## [Selected extract]
Florida's Whistleblower Act has two separate causes of action, one of which does not require as a condition precedent, the Employee having actually reported the improper action suspected.

An Employer CAN NOT fire an employee who has disclosed or threatened to disclose to any appropriate governmental agency, under oath, in writing an activity policy or practice of the employer that is in violation of a law, rule or regulation.

Condition Precedent to subsection (1): The Employee MUST provide written notice to the supervisor or employer in advance of any action (lawsuit) to provide the employer an opportunity to remedy the situation.

F.S. 448.102(2): protects an employee who provided information to or testified before any appropriate government agency, person, or entity conducting an investigation, hearing or inquiry into an alleged violation of any law, rule or regulation by the employer.

## [Listed records]
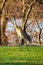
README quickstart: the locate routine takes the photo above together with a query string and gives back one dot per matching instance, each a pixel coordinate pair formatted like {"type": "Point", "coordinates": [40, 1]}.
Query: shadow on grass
{"type": "Point", "coordinates": [19, 63]}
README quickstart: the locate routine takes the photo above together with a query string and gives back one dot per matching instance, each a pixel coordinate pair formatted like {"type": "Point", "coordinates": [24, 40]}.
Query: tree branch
{"type": "Point", "coordinates": [25, 18]}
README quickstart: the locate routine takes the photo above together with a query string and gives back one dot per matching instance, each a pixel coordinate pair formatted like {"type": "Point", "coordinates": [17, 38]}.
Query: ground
{"type": "Point", "coordinates": [21, 55]}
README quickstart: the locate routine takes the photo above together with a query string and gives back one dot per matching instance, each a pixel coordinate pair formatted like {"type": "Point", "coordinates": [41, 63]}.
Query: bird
{"type": "Point", "coordinates": [21, 33]}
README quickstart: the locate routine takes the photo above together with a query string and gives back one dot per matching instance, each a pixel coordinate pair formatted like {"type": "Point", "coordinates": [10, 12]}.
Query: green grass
{"type": "Point", "coordinates": [21, 55]}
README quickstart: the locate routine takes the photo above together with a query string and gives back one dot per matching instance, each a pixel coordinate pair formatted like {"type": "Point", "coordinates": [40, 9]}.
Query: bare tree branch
{"type": "Point", "coordinates": [25, 18]}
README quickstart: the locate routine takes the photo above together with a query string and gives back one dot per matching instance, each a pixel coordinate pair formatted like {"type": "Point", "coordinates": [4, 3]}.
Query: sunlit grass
{"type": "Point", "coordinates": [21, 55]}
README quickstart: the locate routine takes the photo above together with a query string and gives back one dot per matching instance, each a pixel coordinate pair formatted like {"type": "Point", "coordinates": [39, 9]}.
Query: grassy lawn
{"type": "Point", "coordinates": [21, 55]}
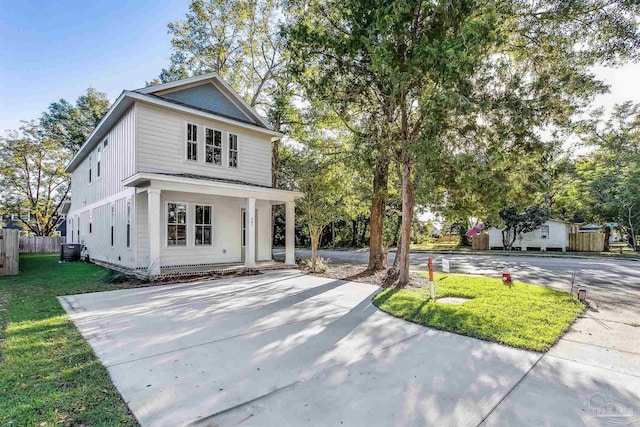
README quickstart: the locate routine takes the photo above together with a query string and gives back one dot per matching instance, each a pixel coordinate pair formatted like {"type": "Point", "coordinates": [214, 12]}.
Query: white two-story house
{"type": "Point", "coordinates": [177, 175]}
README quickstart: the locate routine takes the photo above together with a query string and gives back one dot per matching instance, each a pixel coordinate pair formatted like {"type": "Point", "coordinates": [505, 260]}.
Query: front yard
{"type": "Point", "coordinates": [523, 315]}
{"type": "Point", "coordinates": [48, 373]}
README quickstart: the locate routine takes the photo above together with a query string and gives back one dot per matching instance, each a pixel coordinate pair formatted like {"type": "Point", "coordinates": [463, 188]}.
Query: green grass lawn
{"type": "Point", "coordinates": [523, 315]}
{"type": "Point", "coordinates": [48, 373]}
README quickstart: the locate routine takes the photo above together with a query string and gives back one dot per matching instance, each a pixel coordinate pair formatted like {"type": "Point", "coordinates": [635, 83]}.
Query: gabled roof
{"type": "Point", "coordinates": [148, 96]}
{"type": "Point", "coordinates": [219, 83]}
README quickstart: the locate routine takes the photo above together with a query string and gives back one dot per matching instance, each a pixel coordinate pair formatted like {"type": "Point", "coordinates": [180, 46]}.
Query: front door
{"type": "Point", "coordinates": [243, 233]}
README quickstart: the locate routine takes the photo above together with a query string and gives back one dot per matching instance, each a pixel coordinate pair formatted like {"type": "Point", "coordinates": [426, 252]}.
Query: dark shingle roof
{"type": "Point", "coordinates": [215, 113]}
{"type": "Point", "coordinates": [213, 179]}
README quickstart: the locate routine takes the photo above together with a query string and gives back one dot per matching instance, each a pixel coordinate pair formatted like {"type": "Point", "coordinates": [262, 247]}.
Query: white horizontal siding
{"type": "Point", "coordinates": [117, 162]}
{"type": "Point", "coordinates": [226, 247]}
{"type": "Point", "coordinates": [161, 147]}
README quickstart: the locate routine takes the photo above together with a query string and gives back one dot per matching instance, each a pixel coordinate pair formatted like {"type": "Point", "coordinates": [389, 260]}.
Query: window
{"type": "Point", "coordinates": [213, 146]}
{"type": "Point", "coordinates": [128, 223]}
{"type": "Point", "coordinates": [233, 150]}
{"type": "Point", "coordinates": [113, 215]}
{"type": "Point", "coordinates": [176, 224]}
{"type": "Point", "coordinates": [244, 228]}
{"type": "Point", "coordinates": [203, 225]}
{"type": "Point", "coordinates": [192, 142]}
{"type": "Point", "coordinates": [544, 232]}
{"type": "Point", "coordinates": [98, 163]}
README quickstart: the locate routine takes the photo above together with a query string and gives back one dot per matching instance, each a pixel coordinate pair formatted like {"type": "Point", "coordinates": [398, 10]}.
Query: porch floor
{"type": "Point", "coordinates": [219, 268]}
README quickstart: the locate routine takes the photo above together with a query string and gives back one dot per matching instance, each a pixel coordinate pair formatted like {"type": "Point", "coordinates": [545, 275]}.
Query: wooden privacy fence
{"type": "Point", "coordinates": [9, 252]}
{"type": "Point", "coordinates": [40, 244]}
{"type": "Point", "coordinates": [586, 242]}
{"type": "Point", "coordinates": [480, 242]}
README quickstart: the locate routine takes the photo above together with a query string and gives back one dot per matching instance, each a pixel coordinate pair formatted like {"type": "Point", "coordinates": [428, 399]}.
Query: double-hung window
{"type": "Point", "coordinates": [176, 224]}
{"type": "Point", "coordinates": [192, 141]}
{"type": "Point", "coordinates": [128, 224]}
{"type": "Point", "coordinates": [203, 225]}
{"type": "Point", "coordinates": [233, 150]}
{"type": "Point", "coordinates": [544, 232]}
{"type": "Point", "coordinates": [113, 225]}
{"type": "Point", "coordinates": [213, 145]}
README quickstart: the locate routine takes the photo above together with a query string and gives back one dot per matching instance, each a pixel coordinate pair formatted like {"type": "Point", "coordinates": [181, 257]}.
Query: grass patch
{"type": "Point", "coordinates": [523, 315]}
{"type": "Point", "coordinates": [49, 374]}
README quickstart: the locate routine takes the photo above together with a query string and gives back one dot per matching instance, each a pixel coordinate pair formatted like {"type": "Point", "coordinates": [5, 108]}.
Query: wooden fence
{"type": "Point", "coordinates": [9, 252]}
{"type": "Point", "coordinates": [586, 242]}
{"type": "Point", "coordinates": [40, 244]}
{"type": "Point", "coordinates": [480, 242]}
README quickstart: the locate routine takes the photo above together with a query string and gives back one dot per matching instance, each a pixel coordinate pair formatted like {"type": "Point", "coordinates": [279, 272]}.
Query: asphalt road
{"type": "Point", "coordinates": [613, 283]}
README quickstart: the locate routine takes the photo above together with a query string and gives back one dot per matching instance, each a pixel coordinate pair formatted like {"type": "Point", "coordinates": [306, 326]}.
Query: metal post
{"type": "Point", "coordinates": [432, 290]}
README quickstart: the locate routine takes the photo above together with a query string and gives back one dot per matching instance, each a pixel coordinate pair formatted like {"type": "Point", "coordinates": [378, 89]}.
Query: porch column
{"type": "Point", "coordinates": [250, 249]}
{"type": "Point", "coordinates": [290, 243]}
{"type": "Point", "coordinates": [154, 231]}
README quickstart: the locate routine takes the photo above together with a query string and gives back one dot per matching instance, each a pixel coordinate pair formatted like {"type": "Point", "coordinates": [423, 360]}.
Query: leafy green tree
{"type": "Point", "coordinates": [515, 223]}
{"type": "Point", "coordinates": [606, 184]}
{"type": "Point", "coordinates": [32, 177]}
{"type": "Point", "coordinates": [71, 124]}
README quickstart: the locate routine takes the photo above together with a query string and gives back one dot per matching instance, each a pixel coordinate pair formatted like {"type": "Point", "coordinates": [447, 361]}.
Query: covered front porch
{"type": "Point", "coordinates": [187, 224]}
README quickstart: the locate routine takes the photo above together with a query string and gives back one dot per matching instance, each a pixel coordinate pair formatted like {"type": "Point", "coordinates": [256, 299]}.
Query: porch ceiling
{"type": "Point", "coordinates": [207, 185]}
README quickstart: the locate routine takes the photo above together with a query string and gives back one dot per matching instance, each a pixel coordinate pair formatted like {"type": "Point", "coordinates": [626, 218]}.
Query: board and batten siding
{"type": "Point", "coordinates": [97, 205]}
{"type": "Point", "coordinates": [161, 147]}
{"type": "Point", "coordinates": [226, 246]}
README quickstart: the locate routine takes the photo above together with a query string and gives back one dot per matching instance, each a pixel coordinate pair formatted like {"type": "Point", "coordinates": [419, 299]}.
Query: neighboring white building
{"type": "Point", "coordinates": [552, 235]}
{"type": "Point", "coordinates": [177, 175]}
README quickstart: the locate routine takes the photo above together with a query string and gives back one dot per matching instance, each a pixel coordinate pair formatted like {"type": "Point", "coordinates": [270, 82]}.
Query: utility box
{"type": "Point", "coordinates": [70, 252]}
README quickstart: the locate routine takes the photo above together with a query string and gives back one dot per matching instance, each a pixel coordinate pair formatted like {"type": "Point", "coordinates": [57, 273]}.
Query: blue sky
{"type": "Point", "coordinates": [57, 49]}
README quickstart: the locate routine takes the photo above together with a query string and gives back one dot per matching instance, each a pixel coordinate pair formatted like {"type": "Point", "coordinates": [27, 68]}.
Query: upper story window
{"type": "Point", "coordinates": [176, 224]}
{"type": "Point", "coordinates": [192, 141]}
{"type": "Point", "coordinates": [98, 172]}
{"type": "Point", "coordinates": [233, 150]}
{"type": "Point", "coordinates": [213, 145]}
{"type": "Point", "coordinates": [128, 223]}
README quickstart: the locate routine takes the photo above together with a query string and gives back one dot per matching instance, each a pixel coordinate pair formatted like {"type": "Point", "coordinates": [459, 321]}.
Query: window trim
{"type": "Point", "coordinates": [222, 157]}
{"type": "Point", "coordinates": [196, 225]}
{"type": "Point", "coordinates": [187, 142]}
{"type": "Point", "coordinates": [166, 224]}
{"type": "Point", "coordinates": [98, 165]}
{"type": "Point", "coordinates": [128, 212]}
{"type": "Point", "coordinates": [229, 150]}
{"type": "Point", "coordinates": [112, 229]}
{"type": "Point", "coordinates": [542, 236]}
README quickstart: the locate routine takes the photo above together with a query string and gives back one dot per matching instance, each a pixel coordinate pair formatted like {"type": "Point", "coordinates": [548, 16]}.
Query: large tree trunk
{"type": "Point", "coordinates": [396, 232]}
{"type": "Point", "coordinates": [377, 256]}
{"type": "Point", "coordinates": [365, 225]}
{"type": "Point", "coordinates": [607, 237]}
{"type": "Point", "coordinates": [408, 200]}
{"type": "Point", "coordinates": [314, 233]}
{"type": "Point", "coordinates": [354, 236]}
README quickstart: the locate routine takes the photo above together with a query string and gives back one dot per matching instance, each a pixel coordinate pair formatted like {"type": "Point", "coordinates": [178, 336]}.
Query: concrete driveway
{"type": "Point", "coordinates": [286, 349]}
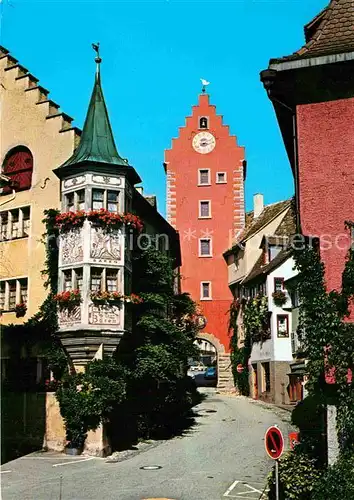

## [Directive A]
According to the text on Florida's Whistleblower Act, what must an employee give the supervisor or employer before filing a lawsuit under subsection (1)?
## [Directive B]
Write the next part of the text on Florida's Whistleblower Act, following on from its last sentence.

## [Exercise response A]
Written notice in advance, so the employer has an opportunity to remedy the situation.

## [Exercise response B]
F.S. 448.102(3): THE EMPLOYER NIGHTMARE CASE

An Employer CANNOT fire an employee who objected to, or refused to participate in, any activity policy, or practice of the employer which is in violation of a law, rule or regulation. Prevents retaliation by Employer. No Actual Written Objection Is Required To Be Delivered By The Employee Nor Any Report Of The Activity To Any Outside Person Or Entity.

Attorney's Fees can be assessed against the Employer or the Employee: the Court has discretion to award attorney's fees to the prevailing party.

***Plaintiff must prove the Employer's actions in fact violated the law, rule or regulation.


Defenses to a Whistleblower Claim


1 Bad Faith Defense: Employees are not protected and do NOT have a legal remedy when employee is motivated for bad faith reasons such as extortion. But, the good faith requirements are not stated in private sector, but implied that such requirements do apply.

2 Good Faith: employee, although not certain that the employer has committed an act in violation of a law, rule or regulation, takes action with good faith in reporting an alleged or suspected violation. If the Employee is fired because of it, Employee has legal remedy against Employer for violation of the Whistleblower Act.

PRACTICE TIP: Be Aware And Warned: The Plaintiff's goal is to get to a jury, to seek sympathy against the "big bad employer".

3 Preemption Affirmative Defense: Where another State or Federal law or act is the exclusive remedy: explore this before answering the complaint.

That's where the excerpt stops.